[Some records]

---+---

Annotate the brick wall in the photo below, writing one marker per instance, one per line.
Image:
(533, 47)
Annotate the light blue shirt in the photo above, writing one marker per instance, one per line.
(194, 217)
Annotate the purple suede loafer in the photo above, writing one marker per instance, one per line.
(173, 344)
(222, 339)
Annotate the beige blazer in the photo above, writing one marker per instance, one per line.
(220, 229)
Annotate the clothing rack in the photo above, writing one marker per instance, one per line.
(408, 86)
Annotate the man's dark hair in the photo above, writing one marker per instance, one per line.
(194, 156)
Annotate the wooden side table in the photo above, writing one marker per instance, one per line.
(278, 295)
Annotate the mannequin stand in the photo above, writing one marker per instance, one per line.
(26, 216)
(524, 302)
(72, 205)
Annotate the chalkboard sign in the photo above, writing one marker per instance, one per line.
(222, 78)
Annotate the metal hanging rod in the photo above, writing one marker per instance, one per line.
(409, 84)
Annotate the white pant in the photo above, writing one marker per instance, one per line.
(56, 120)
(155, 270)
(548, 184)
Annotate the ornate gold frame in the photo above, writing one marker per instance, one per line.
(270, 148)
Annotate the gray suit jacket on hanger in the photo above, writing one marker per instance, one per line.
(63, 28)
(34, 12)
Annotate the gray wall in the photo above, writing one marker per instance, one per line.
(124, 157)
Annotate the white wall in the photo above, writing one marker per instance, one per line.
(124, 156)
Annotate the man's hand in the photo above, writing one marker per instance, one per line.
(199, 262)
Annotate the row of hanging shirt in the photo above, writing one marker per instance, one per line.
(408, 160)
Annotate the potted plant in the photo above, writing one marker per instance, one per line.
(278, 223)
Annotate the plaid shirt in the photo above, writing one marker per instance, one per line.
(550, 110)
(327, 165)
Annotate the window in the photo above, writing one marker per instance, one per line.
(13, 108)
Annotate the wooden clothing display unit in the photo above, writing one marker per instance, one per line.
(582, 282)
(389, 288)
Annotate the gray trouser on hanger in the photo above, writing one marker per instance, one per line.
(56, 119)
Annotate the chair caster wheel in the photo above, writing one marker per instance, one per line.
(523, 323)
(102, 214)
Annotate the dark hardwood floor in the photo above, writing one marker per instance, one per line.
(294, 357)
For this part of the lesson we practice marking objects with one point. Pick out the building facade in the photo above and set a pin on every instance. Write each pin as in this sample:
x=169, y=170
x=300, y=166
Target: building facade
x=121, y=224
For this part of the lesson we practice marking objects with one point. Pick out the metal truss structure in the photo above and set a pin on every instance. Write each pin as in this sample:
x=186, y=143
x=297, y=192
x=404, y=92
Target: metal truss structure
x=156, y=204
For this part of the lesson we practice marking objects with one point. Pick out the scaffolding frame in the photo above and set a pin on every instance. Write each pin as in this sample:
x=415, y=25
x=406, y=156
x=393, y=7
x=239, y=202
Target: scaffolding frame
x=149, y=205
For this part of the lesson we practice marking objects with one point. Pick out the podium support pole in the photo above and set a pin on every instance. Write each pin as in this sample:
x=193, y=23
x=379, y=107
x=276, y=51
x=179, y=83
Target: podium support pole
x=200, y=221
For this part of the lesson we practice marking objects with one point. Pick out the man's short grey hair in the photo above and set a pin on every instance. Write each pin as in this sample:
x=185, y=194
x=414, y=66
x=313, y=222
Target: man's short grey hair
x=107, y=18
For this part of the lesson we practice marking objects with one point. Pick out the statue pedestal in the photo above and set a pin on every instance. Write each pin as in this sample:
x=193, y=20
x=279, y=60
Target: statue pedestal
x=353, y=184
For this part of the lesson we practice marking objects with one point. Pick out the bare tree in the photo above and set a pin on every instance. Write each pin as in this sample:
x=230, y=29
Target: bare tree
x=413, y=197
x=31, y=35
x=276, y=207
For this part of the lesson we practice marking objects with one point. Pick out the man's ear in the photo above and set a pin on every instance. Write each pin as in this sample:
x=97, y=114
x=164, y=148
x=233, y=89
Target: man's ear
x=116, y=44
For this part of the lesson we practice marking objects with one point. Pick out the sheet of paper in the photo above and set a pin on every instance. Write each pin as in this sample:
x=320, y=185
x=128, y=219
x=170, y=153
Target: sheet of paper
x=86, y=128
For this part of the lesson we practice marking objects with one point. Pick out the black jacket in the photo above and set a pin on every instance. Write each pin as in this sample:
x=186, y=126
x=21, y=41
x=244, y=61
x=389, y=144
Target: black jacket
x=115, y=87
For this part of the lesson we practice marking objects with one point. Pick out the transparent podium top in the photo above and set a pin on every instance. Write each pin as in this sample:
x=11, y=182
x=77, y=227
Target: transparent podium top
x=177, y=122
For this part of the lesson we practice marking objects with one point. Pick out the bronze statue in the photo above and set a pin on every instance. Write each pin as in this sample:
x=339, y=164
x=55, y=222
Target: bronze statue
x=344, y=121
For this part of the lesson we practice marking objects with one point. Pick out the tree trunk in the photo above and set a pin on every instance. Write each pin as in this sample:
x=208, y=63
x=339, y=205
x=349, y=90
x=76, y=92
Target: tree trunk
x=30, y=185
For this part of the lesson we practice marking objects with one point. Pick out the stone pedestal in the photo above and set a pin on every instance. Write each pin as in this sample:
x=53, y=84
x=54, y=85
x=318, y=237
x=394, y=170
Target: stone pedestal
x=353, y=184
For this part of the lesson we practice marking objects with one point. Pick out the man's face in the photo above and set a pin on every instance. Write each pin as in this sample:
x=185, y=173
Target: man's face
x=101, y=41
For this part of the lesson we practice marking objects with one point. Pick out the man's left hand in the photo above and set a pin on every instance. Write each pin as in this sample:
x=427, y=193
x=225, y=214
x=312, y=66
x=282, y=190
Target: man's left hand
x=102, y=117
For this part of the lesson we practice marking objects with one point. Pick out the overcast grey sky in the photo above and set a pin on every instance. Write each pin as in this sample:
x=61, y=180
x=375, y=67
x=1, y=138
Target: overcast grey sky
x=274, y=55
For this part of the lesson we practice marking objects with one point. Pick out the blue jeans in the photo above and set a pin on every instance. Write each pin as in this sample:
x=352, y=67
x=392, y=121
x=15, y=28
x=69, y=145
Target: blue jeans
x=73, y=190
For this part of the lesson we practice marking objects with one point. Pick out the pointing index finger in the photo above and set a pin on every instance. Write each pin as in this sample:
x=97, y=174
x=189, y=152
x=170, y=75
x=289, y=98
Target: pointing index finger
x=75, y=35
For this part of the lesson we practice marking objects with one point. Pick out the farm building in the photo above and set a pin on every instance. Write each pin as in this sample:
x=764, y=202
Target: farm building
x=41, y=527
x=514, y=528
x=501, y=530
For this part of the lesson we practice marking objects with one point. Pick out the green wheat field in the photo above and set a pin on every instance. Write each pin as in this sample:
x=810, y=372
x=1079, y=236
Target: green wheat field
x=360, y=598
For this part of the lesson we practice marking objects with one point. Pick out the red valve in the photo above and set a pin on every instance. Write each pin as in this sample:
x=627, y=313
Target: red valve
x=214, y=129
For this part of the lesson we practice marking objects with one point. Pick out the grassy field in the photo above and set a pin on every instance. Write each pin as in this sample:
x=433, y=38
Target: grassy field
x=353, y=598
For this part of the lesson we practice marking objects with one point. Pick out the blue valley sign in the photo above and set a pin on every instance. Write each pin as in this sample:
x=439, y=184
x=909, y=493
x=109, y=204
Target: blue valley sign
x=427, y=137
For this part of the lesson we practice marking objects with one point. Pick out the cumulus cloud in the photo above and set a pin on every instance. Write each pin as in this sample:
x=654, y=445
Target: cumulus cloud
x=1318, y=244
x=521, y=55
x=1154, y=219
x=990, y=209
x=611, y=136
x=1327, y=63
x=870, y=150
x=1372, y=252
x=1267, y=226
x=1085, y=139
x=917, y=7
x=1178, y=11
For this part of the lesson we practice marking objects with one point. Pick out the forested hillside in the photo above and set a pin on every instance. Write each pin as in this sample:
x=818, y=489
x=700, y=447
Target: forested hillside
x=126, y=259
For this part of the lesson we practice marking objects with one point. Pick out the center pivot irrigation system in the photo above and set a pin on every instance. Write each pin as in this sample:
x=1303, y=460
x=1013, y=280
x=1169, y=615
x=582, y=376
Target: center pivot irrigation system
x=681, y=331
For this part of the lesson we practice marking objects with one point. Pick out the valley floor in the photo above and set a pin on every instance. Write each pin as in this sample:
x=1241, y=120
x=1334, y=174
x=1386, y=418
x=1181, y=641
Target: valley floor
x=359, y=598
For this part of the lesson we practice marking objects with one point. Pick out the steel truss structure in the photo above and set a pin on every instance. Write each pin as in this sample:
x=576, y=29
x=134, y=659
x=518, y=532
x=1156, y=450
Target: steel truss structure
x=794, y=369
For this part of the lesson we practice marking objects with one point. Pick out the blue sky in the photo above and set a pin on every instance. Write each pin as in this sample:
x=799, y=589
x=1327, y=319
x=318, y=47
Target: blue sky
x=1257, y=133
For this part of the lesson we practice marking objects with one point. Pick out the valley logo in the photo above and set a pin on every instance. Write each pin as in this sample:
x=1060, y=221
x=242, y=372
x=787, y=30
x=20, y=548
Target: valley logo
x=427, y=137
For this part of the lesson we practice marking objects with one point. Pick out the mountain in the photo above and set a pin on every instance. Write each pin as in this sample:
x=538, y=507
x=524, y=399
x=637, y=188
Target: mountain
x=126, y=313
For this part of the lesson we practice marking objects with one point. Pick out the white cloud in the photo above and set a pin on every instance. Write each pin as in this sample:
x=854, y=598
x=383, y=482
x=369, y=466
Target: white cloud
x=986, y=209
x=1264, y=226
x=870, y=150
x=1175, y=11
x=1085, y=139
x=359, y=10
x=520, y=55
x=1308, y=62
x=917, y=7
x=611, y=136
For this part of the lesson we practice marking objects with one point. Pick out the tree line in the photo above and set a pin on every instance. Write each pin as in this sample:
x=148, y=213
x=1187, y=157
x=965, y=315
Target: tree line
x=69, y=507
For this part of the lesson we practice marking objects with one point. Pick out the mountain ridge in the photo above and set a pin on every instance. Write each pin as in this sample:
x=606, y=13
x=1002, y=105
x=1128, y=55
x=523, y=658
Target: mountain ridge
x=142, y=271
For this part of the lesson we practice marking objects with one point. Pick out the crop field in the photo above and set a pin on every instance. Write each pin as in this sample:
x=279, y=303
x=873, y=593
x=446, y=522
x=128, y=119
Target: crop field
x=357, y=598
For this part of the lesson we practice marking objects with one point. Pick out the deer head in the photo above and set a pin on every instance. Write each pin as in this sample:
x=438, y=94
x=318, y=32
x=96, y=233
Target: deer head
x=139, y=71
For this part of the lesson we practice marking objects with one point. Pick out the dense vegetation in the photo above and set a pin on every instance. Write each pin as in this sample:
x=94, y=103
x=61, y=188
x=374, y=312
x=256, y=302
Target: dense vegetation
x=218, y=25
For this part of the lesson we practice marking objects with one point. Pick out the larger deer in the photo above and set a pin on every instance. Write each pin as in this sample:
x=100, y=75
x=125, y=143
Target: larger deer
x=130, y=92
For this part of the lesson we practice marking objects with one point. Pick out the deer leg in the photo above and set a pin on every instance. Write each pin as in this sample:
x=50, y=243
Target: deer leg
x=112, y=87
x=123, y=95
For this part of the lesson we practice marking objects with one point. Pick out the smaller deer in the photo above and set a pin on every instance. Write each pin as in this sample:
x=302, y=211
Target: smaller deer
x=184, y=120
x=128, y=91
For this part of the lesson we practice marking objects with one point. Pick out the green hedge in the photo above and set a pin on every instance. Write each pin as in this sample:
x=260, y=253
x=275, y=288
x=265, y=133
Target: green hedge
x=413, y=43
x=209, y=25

---+---

WHAT NEEDS TO BE DONE →
Reproduce verbatim the stretch of the records from the line containing "the valley logo" through the line containing "x=126, y=313", including both of those lines.

TASK OUTPUT →
For this part of the lesson we practice marking objects with one point. Pick out the valley logo in the photo above and set a pin on every instance. Write each pin as in this sample:
x=1060, y=221
x=242, y=372
x=787, y=30
x=20, y=548
Target: valley logo
x=427, y=137
For this part of the lesson we practice marking objects with one point. Pick out the mountain in the photo above and set a pin on every instance. Write each pin as in this sample:
x=538, y=507
x=524, y=399
x=637, y=188
Target: mountain
x=126, y=313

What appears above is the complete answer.